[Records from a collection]
▬▬▬▬▬▬▬▬▬▬

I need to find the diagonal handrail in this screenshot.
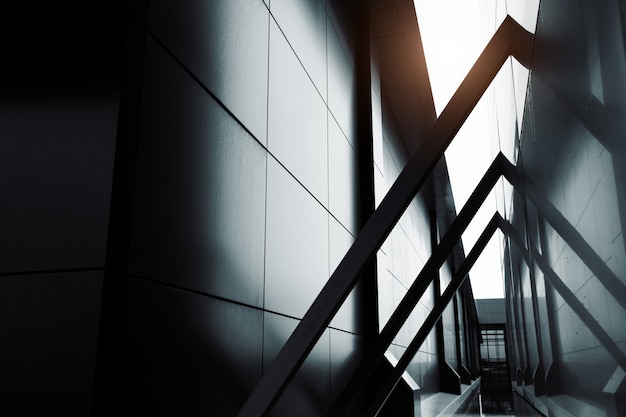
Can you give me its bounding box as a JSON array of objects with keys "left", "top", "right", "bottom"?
[
  {"left": 328, "top": 153, "right": 623, "bottom": 417},
  {"left": 363, "top": 212, "right": 502, "bottom": 417},
  {"left": 238, "top": 16, "right": 533, "bottom": 417},
  {"left": 500, "top": 220, "right": 626, "bottom": 369},
  {"left": 327, "top": 153, "right": 505, "bottom": 417}
]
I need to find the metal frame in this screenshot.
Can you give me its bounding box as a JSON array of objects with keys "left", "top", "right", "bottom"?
[{"left": 237, "top": 16, "right": 534, "bottom": 417}]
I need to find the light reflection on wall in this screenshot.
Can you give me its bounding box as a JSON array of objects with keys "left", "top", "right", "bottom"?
[{"left": 414, "top": 0, "right": 539, "bottom": 298}]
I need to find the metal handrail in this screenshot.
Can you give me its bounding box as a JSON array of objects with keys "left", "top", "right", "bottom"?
[{"left": 238, "top": 16, "right": 533, "bottom": 417}]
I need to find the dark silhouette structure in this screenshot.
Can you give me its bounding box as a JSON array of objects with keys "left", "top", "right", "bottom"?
[{"left": 0, "top": 0, "right": 626, "bottom": 417}]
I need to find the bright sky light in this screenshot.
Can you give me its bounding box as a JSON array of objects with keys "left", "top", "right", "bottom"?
[
  {"left": 414, "top": 0, "right": 504, "bottom": 298},
  {"left": 413, "top": 0, "right": 539, "bottom": 298}
]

▬▬▬▬▬▬▬▬▬▬

▸ Required work
Rewrite all the records, swapping "screenshot" for "image" everywhere and keeping everything else the same. Omit the pictures.

▸ The response
I need to find the diagonal handrail in this image.
Can you give me its bounding box as a JSON array of objects with keys "left", "top", "right", "bottom"?
[
  {"left": 328, "top": 153, "right": 623, "bottom": 417},
  {"left": 363, "top": 212, "right": 502, "bottom": 417},
  {"left": 238, "top": 16, "right": 533, "bottom": 417},
  {"left": 500, "top": 220, "right": 626, "bottom": 369},
  {"left": 327, "top": 153, "right": 505, "bottom": 417}
]
I need to find the metal frame in this image.
Can you give me its bounding box as a JSON array of objects with keys "left", "top", "right", "bottom"?
[{"left": 237, "top": 16, "right": 534, "bottom": 417}]
I need to find the light reflection on wall in this image.
Can you give me its bounding box as a JSON array of objects with keys "left", "top", "right", "bottom"?
[{"left": 414, "top": 0, "right": 539, "bottom": 298}]
I need to find the metal handrail in this image.
Can you give me its bounding box as a JSON array of objects with keys "left", "top", "right", "bottom"?
[{"left": 238, "top": 16, "right": 533, "bottom": 417}]
I need to find the dark silhouette structure in this image.
Can you give me its bounding box as a JSON array of objects with keys "left", "top", "right", "bottom"?
[{"left": 0, "top": 0, "right": 626, "bottom": 417}]
I need to find the bright sky light in this image.
Can you give me its bounding box as a JSON array of objects with keys "left", "top", "right", "bottom"?
[
  {"left": 414, "top": 0, "right": 504, "bottom": 298},
  {"left": 413, "top": 0, "right": 539, "bottom": 298}
]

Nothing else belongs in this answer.